Problem 1 —
List every date-and-time stamp that appears in the comment thread below, in the order they occur.
Problem 2 —
Return a passage from the comment thread below unchanged. Begin at the words that have "Let me mention" and stop after "to do research.".

Source passage —
Really a very good analysis. Thank you.

One more argument: the American university system is one of reference for all the World, and now the European Union are copying some of the worst features: while we've quality system controls, they are overscoring the top universities, also; so the bottom ones are always underscored.

Dec 8, 2009, 2:40 AM

The writer's criticisms are not without foundation. There are many problems with higher education in the USA and we should work hard to improve our system.

The writer overlooks the fact that many people who go to college are not really college material and will not perform well academically regardless of where they go. Many students are more cut out to study as a tradesperson or enter an apprenticeship. The populist drives for 'universal college education' are wrong-headed. One needs only review the history of City College in NYC or the university system in France to see how well these programs work.

The system of higher education in the USA is without question, for all of its faults the best in the world. No country is as egalitarian in its admission standards. No country offers the avenues for self-improvement that the US educational system does.

Dec 9, 2009, 7:32 AM

@ Sacrifice

You might want to read an article written by William Deresiewicz;

Dec 28, 2009, 1:41 AM

Unfortunately, knowledge isn't something you can buy by/with/from? money. You have to do something to get it. But if your brain is occupied with sorrows about 1000s of Dollars of debts, you won't be able to focus your thinking on your homework. To do some brain work you must be free of other, maybe existential, problems.

Let me mention Darwin and Einstein. Both were free of financial problems when they made their discoveries. They had a safe job, or, in case of Darwin, a rich daddy. They had the necessary intellectual freedom to do research.

Knowledge is some sort of culture, and culture only can flourish if you haven't to struggle with other things.

Jan 17, 2010, 8:00 AM

Education has become a business of money not what can or should be learned.

Data extract —
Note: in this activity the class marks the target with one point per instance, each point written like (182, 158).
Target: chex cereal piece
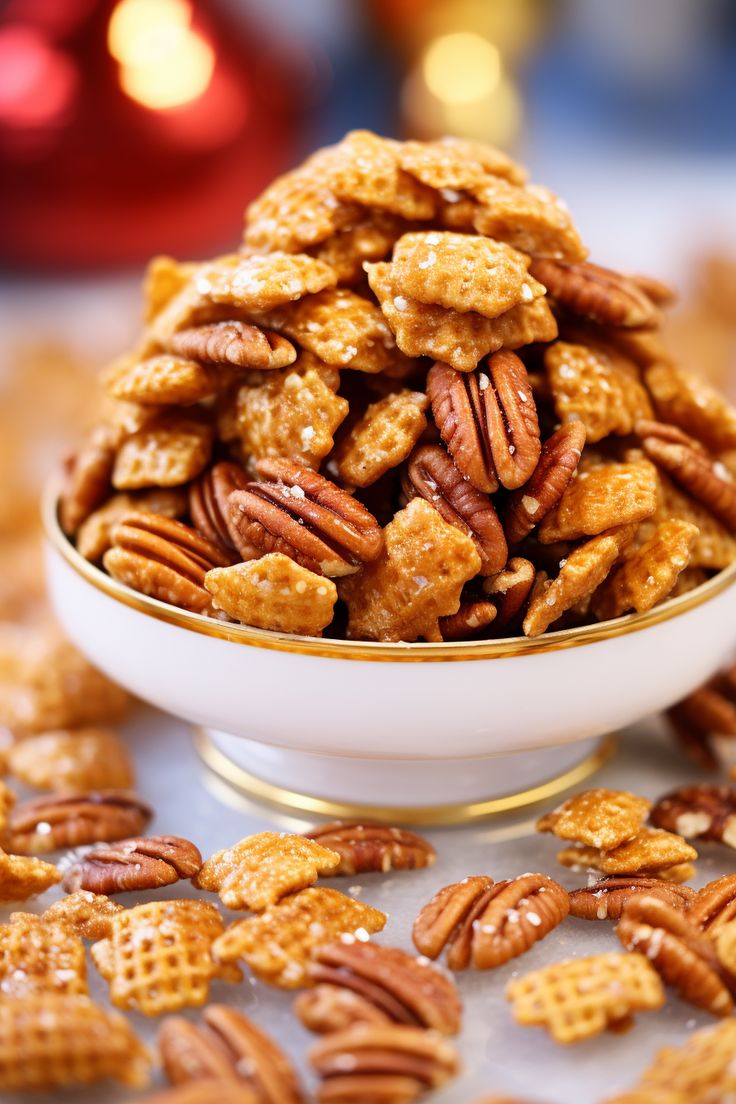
(649, 573)
(599, 498)
(294, 414)
(579, 998)
(597, 385)
(38, 955)
(417, 579)
(650, 851)
(23, 877)
(158, 956)
(262, 283)
(72, 760)
(275, 593)
(55, 1041)
(601, 818)
(382, 438)
(277, 944)
(339, 327)
(167, 453)
(580, 575)
(259, 870)
(88, 915)
(460, 340)
(462, 272)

Written solution 1 —
Dec 8, 2009, 2:40 AM
Dec 9, 2009, 7:32 AM
Dec 28, 2009, 1:41 AM
Jan 17, 2010, 8:00 AM

Written solution 2 —
Let me mention Darwin and Einstein. Both were free of financial problems when they made their discoveries. They had a safe job, or, in case of Darwin, a rich daddy. They had the necessary intellectual freedom to do research.